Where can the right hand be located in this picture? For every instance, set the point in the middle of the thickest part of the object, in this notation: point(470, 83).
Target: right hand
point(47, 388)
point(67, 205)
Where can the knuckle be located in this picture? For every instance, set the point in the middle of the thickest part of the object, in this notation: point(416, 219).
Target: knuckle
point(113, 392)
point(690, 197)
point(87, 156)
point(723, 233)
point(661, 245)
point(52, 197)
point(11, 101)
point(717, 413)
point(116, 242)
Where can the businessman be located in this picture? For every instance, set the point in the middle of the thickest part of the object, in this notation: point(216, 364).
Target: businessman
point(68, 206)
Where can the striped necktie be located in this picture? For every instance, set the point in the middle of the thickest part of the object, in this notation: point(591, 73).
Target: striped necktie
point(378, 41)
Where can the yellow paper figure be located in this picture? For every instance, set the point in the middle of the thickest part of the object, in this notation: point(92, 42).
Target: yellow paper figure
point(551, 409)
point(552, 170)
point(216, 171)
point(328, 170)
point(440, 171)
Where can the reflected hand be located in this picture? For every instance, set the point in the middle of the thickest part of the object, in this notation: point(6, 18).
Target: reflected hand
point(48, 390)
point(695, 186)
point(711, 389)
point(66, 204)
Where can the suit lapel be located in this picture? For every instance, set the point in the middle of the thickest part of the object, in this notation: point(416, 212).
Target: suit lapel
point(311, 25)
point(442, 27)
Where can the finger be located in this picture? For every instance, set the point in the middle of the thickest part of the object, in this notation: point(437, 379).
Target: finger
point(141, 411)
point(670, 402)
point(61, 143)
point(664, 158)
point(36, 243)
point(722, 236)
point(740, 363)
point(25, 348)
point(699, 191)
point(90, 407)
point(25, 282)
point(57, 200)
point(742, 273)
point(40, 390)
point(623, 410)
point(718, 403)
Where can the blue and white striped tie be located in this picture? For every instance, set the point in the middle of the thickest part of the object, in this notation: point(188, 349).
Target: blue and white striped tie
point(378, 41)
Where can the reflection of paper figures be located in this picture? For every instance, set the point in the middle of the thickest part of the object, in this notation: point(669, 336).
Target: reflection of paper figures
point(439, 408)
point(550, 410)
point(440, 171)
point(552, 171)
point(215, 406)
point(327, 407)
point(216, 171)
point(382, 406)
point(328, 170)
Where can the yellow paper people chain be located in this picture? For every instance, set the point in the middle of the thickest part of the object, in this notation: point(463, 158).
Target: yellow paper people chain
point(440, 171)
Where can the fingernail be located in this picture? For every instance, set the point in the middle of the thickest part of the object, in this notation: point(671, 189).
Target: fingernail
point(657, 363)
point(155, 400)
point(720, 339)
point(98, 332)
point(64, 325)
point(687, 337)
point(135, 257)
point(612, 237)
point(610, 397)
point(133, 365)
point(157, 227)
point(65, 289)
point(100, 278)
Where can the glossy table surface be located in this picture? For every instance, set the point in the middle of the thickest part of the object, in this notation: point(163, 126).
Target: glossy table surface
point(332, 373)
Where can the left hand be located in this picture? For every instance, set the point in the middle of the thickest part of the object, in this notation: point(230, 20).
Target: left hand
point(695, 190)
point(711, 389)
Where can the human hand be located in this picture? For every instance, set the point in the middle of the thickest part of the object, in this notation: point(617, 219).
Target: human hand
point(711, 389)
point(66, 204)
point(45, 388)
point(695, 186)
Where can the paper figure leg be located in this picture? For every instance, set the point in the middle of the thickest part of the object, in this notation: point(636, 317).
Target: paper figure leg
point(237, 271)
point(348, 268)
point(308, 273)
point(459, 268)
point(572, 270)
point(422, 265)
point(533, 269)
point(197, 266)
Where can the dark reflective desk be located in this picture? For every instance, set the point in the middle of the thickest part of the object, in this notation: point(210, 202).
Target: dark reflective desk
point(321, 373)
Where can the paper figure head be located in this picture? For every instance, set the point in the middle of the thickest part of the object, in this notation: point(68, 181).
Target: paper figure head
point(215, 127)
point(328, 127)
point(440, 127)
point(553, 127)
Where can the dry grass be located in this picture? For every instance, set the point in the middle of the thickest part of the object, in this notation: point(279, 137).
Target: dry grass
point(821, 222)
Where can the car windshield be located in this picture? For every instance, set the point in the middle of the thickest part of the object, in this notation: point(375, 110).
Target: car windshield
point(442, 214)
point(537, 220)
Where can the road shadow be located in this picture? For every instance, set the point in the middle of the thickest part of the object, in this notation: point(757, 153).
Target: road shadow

Work request - Give back the complete data exactly as supplied.

Answer to the exercise -
Where can the right hand be located in this picture? For every instance, set the point in the middle of the thickest part of the object, in this notation: point(470, 83).
Target: right hand
point(47, 388)
point(67, 205)
Where can the knuckle be located in this picture? For every instance, set the point in the middle of the thickest part of the object, in this notation: point(416, 219).
Target: knuckle
point(113, 392)
point(690, 197)
point(87, 156)
point(723, 233)
point(661, 245)
point(52, 197)
point(11, 101)
point(717, 413)
point(116, 242)
Where can the businessman be located in this picture? For every instance, set the point in the middle of the thickest part of the object, in this notation: point(216, 364).
Target: businessman
point(68, 206)
Where can the striped necktie be located in this picture? For every instance, set the point in the middle of the thickest part of the object, in this notation: point(591, 73).
Target: striped necktie
point(378, 41)
Where can the yellow paper figure be located in this picture? For every instance, set the point in the middle of the thickest part of the object, in this notation: point(92, 42).
Target: yellow paper figure
point(551, 409)
point(552, 170)
point(216, 171)
point(328, 170)
point(440, 171)
Where can the reflected hand be located in this picture? For every instance, set the point in the middle of the thickest part of the object, in this notation: point(6, 18).
Target: reflected hand
point(48, 390)
point(695, 186)
point(711, 389)
point(66, 204)
Where can the suit lapel be located in this picture? For every instance, set the point in the middle of the thickest part of the object, in this notation: point(416, 212).
Target: suit lapel
point(311, 25)
point(442, 27)
Where can the finger be located in this picture? For every instance, set the point in the middle of the thickest part of the object, in this notation: point(437, 379).
Target: finger
point(141, 411)
point(670, 402)
point(61, 143)
point(664, 158)
point(36, 243)
point(722, 236)
point(740, 363)
point(25, 348)
point(699, 191)
point(90, 407)
point(25, 282)
point(57, 200)
point(742, 273)
point(40, 390)
point(623, 410)
point(718, 403)
Where can the blue and white striped tie be located in this picture? For every instance, set the point in the middle of the thickest part of the object, in this notation: point(188, 349).
Target: blue and white striped tie
point(378, 41)
Where can the reflection of paper figures be located in this picture? For every instance, set the point in the middle of the thickest part of the object, in this notation: point(669, 336).
Target: reflection of paper figures
point(439, 408)
point(550, 410)
point(440, 171)
point(552, 171)
point(215, 406)
point(327, 407)
point(216, 171)
point(382, 406)
point(328, 170)
Where can the yellow paper people chain be located in this picture? For every instance, set the point in the middle of the thickest part of the object, in this notation: point(463, 158).
Target: yellow paper people chain
point(440, 171)
Where can the fingernail be located in this picture? For every instance, set the point in the middle of the thickest part of the object, in this notation: point(671, 189).
Target: fingernail
point(657, 363)
point(155, 400)
point(720, 339)
point(98, 332)
point(64, 325)
point(687, 337)
point(135, 257)
point(612, 237)
point(610, 397)
point(133, 365)
point(157, 227)
point(65, 289)
point(100, 278)
Where can the glossy table surface be located in this picture? For every instance, set the point in the middle of the thickest part of the object, in this notation: point(163, 126).
Target: glossy table surface
point(332, 373)
Where can the left hand be located in this picture? For every instance, set the point in the middle of the thickest part of the object, in this notation: point(230, 20).
Target: left hand
point(695, 190)
point(711, 389)
Where can the human hand be located in this picture? For every instance, set the point in the middle of the thickest part of the object, in this notation: point(617, 219).
Target: human hand
point(711, 389)
point(66, 204)
point(45, 388)
point(695, 186)
Where can the paper figure leg be located in this picture? For every instance, set the point in the middle of the thickest part of the object, in this notation: point(636, 317).
Target: paper figure leg
point(237, 271)
point(348, 268)
point(308, 273)
point(459, 268)
point(572, 270)
point(422, 265)
point(533, 269)
point(197, 266)
Where can the dark reflective desk be located in this picture? For every instance, set the point in the middle of the thickest part of the object, in this notation: point(210, 202).
Target: dark reflective desk
point(321, 373)
Where can the paper figure head be located in this picture? For every instance, set the point in the middle of the thickest part of the object, in this notation: point(68, 181).
Target: paper figure head
point(215, 127)
point(328, 127)
point(440, 127)
point(553, 127)
Where can the dry grass be located in this picture? For every instance, set the point in the middle of the thickest part of the object, in this notation: point(279, 137).
Target: dry grass
point(821, 222)
Where can the car windshield be located in this picture? For every instance, set the point in the middle of the thickest part of the object, in this notation: point(375, 110).
Target: car windshield
point(442, 214)
point(537, 220)
Where can the road shadow be located in this picture? For every instance, set the point in the middle of the thickest part of the object, in this notation: point(757, 153).
Target: road shadow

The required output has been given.